* _Problem details_: Copy the records below from their start through the line containing "[(329, 52)]", inclusive, keeping the requests unchanged and omitting the pictures. In the answers, multiply every coordinate by 0.9 and round to a whole number, rounding halves up.

* _Dataset entries_:
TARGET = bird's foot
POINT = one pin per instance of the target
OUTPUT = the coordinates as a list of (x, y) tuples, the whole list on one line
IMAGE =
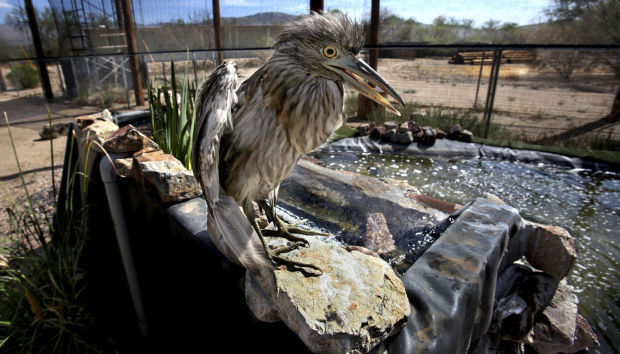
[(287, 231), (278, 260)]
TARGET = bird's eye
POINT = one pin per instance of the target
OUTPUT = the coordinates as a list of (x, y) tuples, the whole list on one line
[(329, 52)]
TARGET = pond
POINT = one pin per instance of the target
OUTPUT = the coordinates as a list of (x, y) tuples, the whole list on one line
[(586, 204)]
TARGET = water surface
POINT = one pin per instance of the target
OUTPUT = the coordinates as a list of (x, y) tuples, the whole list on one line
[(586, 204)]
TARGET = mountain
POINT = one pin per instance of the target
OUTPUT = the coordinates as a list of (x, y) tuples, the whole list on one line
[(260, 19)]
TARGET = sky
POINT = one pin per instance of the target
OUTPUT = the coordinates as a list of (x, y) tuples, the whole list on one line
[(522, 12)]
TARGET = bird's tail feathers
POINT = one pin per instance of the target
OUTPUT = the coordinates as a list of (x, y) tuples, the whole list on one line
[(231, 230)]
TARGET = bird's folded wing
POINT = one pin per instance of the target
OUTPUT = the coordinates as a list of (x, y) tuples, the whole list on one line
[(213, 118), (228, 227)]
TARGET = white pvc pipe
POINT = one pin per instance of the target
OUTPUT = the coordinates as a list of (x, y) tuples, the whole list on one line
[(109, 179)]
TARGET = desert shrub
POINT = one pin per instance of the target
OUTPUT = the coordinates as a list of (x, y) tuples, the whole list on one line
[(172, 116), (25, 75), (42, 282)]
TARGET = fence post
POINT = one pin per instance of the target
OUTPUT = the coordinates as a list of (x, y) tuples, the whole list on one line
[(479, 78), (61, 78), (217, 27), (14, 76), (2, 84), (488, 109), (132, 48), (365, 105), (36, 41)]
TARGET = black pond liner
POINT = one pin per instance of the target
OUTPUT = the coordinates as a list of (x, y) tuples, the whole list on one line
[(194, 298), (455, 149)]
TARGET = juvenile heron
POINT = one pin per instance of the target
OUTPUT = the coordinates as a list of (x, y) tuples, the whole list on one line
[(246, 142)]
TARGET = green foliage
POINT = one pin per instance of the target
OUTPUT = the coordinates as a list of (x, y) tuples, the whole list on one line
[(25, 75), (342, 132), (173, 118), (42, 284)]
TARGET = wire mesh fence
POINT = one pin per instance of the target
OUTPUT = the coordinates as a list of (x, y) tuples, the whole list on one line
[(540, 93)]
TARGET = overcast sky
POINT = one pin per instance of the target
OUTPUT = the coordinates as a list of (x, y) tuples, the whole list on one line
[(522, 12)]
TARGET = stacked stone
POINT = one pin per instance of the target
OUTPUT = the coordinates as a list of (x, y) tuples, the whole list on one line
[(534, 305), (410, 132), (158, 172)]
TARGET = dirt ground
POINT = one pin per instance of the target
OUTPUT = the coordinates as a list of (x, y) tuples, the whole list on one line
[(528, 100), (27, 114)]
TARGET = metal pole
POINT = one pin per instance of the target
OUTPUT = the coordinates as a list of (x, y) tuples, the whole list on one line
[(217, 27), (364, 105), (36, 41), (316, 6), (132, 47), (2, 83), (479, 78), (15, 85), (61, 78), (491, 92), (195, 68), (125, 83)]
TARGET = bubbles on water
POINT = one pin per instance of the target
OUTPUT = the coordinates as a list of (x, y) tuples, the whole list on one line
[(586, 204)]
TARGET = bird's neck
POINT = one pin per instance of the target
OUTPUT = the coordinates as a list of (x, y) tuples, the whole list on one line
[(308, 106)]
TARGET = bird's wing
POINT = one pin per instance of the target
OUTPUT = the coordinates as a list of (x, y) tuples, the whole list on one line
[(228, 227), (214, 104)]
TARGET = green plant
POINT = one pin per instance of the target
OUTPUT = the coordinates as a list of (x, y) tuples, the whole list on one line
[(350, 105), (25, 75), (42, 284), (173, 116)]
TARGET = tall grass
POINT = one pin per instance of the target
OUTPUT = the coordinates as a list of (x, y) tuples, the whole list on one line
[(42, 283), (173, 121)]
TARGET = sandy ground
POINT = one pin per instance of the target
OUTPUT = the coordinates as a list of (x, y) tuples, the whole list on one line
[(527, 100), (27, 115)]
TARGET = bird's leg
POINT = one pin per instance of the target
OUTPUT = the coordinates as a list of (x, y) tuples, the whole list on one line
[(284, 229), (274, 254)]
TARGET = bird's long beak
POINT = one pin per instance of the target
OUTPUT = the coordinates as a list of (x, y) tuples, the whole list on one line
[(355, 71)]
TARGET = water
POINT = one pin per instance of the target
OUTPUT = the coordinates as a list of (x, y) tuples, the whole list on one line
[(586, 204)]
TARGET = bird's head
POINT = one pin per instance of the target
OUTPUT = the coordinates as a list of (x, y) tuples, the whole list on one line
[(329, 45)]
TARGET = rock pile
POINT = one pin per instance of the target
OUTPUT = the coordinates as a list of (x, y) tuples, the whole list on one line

* _Response_:
TARGET = bird's foot
POINT = one pin per instance of the target
OUTPUT = the coordinates as a list of (x, y) tuples, the whole list on one line
IMAGE =
[(258, 208), (250, 234)]
TARGET = bird's eye
POINT = one pin per instance of the target
OUTPUT = the coordinates as a list of (x, y) tuples, the whole list on one line
[(296, 47)]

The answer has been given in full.